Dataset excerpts
Content starts

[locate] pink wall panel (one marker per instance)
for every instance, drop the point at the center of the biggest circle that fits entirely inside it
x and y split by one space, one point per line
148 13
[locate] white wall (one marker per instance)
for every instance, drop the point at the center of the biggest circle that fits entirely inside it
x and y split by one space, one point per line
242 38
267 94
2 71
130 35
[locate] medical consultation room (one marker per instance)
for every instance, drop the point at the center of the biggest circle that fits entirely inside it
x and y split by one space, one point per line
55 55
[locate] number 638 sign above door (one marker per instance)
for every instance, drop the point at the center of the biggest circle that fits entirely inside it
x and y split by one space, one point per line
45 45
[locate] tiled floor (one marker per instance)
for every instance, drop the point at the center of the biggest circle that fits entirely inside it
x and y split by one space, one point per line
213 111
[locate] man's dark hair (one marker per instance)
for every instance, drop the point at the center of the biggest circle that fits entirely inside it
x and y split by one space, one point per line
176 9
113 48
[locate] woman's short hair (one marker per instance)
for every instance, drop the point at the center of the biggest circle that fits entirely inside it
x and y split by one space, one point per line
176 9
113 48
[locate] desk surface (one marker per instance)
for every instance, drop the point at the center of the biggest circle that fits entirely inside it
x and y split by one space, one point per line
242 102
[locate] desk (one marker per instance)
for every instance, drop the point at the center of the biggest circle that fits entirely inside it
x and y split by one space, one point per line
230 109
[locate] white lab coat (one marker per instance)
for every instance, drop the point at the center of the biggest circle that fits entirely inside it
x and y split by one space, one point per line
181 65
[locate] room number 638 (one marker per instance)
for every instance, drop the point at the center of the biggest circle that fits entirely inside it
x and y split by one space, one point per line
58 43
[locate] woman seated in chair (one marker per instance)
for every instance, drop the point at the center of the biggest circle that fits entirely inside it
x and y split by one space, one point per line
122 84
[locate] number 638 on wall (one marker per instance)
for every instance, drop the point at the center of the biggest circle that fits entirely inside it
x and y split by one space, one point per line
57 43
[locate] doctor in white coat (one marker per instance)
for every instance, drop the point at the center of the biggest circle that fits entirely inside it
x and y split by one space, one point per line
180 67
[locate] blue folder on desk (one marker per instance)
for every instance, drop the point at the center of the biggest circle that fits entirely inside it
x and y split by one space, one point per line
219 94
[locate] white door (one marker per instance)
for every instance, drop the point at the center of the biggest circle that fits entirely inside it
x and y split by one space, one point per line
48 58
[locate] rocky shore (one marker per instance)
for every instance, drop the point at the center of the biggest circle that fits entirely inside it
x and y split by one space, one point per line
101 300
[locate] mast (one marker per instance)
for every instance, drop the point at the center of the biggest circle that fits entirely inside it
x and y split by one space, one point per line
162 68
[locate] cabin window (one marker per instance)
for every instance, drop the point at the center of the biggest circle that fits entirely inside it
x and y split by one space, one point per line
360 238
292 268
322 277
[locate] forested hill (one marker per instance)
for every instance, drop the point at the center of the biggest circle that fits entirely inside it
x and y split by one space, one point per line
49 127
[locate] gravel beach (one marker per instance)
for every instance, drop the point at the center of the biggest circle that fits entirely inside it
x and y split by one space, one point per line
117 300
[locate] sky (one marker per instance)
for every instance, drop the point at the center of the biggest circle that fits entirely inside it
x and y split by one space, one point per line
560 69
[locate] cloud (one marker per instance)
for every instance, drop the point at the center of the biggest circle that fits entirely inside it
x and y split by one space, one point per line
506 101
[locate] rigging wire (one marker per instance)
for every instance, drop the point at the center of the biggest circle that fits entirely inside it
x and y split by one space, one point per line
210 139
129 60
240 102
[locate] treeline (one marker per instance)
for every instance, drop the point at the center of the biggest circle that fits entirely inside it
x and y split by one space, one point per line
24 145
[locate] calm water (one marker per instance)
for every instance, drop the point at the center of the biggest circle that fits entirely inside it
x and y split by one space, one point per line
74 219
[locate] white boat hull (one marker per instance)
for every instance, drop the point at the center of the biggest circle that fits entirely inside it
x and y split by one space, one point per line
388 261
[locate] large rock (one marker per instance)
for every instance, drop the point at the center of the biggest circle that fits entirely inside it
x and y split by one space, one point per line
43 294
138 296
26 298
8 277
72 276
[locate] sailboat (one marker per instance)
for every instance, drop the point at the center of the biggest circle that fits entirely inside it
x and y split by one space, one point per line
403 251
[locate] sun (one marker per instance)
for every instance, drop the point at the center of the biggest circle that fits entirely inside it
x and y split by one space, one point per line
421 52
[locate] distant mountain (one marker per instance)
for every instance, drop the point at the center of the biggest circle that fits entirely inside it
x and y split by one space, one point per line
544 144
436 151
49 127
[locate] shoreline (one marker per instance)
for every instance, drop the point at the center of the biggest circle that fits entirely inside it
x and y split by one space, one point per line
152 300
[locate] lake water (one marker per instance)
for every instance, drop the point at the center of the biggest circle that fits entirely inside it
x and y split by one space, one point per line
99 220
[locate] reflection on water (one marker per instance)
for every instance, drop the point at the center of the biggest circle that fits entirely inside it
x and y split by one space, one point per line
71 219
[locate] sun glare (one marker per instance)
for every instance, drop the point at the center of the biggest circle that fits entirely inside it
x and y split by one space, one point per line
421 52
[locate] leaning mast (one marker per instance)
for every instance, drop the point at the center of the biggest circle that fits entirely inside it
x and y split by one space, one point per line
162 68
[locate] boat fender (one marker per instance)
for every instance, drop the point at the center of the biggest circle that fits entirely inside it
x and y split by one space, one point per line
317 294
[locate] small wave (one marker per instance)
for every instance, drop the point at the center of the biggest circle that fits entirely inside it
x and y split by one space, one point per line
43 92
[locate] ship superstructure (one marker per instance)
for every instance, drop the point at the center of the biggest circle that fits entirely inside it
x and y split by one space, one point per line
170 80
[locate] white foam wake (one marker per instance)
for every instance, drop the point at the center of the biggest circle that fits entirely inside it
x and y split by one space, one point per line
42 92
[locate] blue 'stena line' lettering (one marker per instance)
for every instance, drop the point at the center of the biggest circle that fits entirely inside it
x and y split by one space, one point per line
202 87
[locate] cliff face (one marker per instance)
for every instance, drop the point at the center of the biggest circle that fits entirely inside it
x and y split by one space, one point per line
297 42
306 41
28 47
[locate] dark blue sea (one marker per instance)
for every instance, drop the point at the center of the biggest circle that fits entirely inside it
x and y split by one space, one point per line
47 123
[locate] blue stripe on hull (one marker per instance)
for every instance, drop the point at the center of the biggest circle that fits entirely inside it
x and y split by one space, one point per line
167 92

Content ends

### Task requirements
Return word for word the lines above from the line with "[locate] woman seated" to the line with "[locate] number 638 on", including both and leaving out all others.

### Your solution
[locate] woman seated in chair (one marker per instance)
for every instance, drop the point at the center of the biggest circle that fits entirely inside it
x and y split by one space, one point per line
122 84
[locate] number 638 on wall (one marker per instance)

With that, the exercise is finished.